**Task prompt**
All of the entries below are to be copied word for word.
<<<<
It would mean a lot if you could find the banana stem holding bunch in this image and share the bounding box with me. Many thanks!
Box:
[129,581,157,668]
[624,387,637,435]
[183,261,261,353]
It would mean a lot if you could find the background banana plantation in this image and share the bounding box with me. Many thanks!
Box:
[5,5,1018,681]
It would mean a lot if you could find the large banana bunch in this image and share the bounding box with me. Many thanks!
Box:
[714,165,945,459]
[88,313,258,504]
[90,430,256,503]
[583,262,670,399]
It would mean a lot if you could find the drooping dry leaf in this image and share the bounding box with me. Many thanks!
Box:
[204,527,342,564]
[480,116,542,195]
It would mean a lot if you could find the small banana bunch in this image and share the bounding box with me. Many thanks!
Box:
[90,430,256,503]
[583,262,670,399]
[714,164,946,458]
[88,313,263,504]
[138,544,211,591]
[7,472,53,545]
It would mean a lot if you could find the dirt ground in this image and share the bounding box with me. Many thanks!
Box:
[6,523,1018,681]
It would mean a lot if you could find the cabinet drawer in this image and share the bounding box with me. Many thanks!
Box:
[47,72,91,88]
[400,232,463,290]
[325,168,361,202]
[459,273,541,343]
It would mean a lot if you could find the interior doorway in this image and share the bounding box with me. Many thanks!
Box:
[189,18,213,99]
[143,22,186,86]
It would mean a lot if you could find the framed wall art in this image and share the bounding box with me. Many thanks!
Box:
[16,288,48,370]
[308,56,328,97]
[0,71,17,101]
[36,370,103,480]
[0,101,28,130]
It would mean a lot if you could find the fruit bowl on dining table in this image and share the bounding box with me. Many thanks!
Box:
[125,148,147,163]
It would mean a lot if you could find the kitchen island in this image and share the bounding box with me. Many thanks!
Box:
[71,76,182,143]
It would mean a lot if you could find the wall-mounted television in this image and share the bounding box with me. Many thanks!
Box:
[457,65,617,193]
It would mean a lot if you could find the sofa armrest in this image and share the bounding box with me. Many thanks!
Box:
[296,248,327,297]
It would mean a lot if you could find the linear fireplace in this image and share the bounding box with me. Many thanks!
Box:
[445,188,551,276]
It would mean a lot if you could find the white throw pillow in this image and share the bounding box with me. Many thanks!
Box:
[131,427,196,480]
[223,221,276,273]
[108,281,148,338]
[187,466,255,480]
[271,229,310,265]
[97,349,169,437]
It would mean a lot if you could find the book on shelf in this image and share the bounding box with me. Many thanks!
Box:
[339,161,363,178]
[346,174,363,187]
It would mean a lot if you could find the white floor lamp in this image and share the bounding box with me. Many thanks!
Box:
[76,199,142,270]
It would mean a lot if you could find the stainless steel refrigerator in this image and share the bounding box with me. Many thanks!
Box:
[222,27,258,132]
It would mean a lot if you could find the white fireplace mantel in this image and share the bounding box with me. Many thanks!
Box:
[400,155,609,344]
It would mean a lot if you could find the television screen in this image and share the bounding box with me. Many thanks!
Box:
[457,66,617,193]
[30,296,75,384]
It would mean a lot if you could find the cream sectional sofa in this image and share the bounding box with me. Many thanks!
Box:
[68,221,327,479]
>>>>
**Your response**
It would mean a lot if you could find the banana stem holding bunch in this image and share the bounding box with me. Many thanks!
Box:
[129,581,157,668]
[624,387,637,435]
[183,261,261,353]
It would mean a lot if you could find the background banana plantation in this image and share the bounding box with me. Many thanks!
Box:
[5,5,1018,681]
It would mean a lot if you could find the large banana bunch in this image and share the bounding box with me. Many thanks!
Box:
[714,165,945,459]
[88,313,258,504]
[90,430,256,503]
[583,262,670,399]
It would mean a lot if you could find the drooping dry leaf in this image and share the bounding box with me. Many thanks!
Box:
[204,527,342,564]
[480,116,542,195]
It would mean a lot if you could find the small banana bunch in this image and share the bounding box with me. Many thanks!
Box:
[90,430,256,503]
[583,262,670,399]
[714,164,946,458]
[88,313,263,504]
[138,544,211,591]
[7,472,53,545]
It would mean a lot if you could find the dirt ground in this image and share the bounding box with me. Many thanks!
Box:
[6,523,1018,681]
It would mean a lot if you could find the cabinet drawer in this image and share the bounding box with me. Many thanks!
Box:
[47,72,91,88]
[400,232,463,290]
[325,168,361,202]
[459,273,541,343]
It would mean a lot if you could find the interior doorway in this image and share the bounding box with me. Many thanks!
Box:
[189,18,213,99]
[143,22,186,86]
It would mean a lot if you could find the framed wall art in this image and share the bounding box with me. Many thanks!
Box:
[16,288,48,370]
[308,56,328,97]
[0,71,17,101]
[36,370,103,480]
[0,101,28,130]
It would mean a lot if you could find the fruit bowl on dining table in this image and share the bounding box with me. Many thanks!
Box:
[125,148,147,163]
It would mean a lot if you could find the kitchen island in this image and share the bounding box with me. Many thanks!
Box:
[71,76,182,143]
It would mean a lot if you could find the wall-mounted television in this image and share the bounding box with me. Many thanks!
Box:
[457,65,617,193]
It would mean a lot if you could find the sofa armrest in this image and share the bounding box with me. Many thanks!
Box:
[296,248,327,297]
It would mean a lot if you could find the linear fireplace in this image and share the bounding box with me. Many thanks!
Box:
[445,188,551,276]
It would mean a lot if you could find the white throw pillow in this image and share the bounding box with me. Many thanks!
Box:
[131,427,196,480]
[223,221,276,273]
[108,281,148,338]
[187,466,255,480]
[271,229,310,265]
[97,349,169,437]
It would mean a lot if you could find the book on shelf in this image and share the bounding box with me. Many thanks!
Box:
[339,161,363,178]
[346,174,363,187]
It would mean a lot if you could find the white floor lamp in this image and share the bounding box with me. Many thanks!
Box:
[76,199,142,270]
It would mean a lot if you could find the stainless steel refrigerator in this image and share the bounding box with me. Many thanks!
Box:
[222,27,258,132]
It would mean a lot if you could find the white fireplace mantel in this image and share the bounding box with me. Many thanks!
Box:
[400,155,609,344]
It would mean a lot if you could find the television screen in this image and share the bounding box with me. Many thanks!
Box:
[457,66,617,193]
[30,296,75,384]
It would mean a lot if you could find the cream sectional sofa in this image and share the bounding box with me. Many thanks!
Box:
[68,221,327,479]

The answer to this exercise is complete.